Task to complete » Extend the strawberry cheesecake recipe below, picking up after its last line.

Excerpt to read »
=== Section Start ===
Ingredients
Scale
Crust
- 2 cups graham cracker crumbs
- ½ cup melted unsalted butter
- 2 tbsp sugar
- ¼ tsp salt
Filling
- 24 oz full-fat cream cheese
- 1 cup sugar
- 3 eggs
- 1 cup sour cream
- 1 tbsp vanilla
- 1 tsp lemon zest (optional)
Strawberry Topping
- 2 cups strawberries
- ⅓ cup sugar
- 1 tbsp lemon juice
- 1 tbsp cornstarch
- 2 tbsp water
Instructions
- Preheat oven to 325°F.
- Mix crust ingredients.
- Press into a springform pan.
- Bake 10 minutes.
- Cool completely.
- Beat cream cheese and sugar.
- Add eggs one by one.
- Fold in sour cream and vanilla.
- Pour into crust.
- Bake 55 minutes in a water bath.
- Cool 1 hour inside oven.
- Refrigerate at least 4 hours.
=== Section End ===
Provided material »
=== Section Start ===
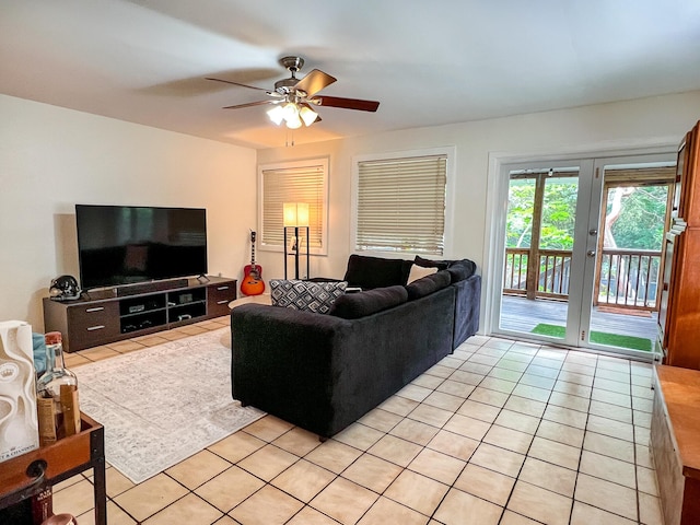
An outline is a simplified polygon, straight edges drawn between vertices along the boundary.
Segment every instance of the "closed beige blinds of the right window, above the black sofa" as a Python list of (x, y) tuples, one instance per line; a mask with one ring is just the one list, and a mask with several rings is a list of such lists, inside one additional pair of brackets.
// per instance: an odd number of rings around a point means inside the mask
[(442, 255), (446, 155), (358, 163), (357, 250)]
=== Section End ===
Response to the task »
- Cook strawberries with sugar.
- Add cornstarch slurry.
- Cool topping.
- Spread over cheesecake.
- Chill before serving.
Notes
- Always use room-temperature ingredients.
- Do not overmix after adding eggs.
- Bake using a water bath.
- Cool gradually to avoid cracks.
- Refrigerate overnight for the best texture.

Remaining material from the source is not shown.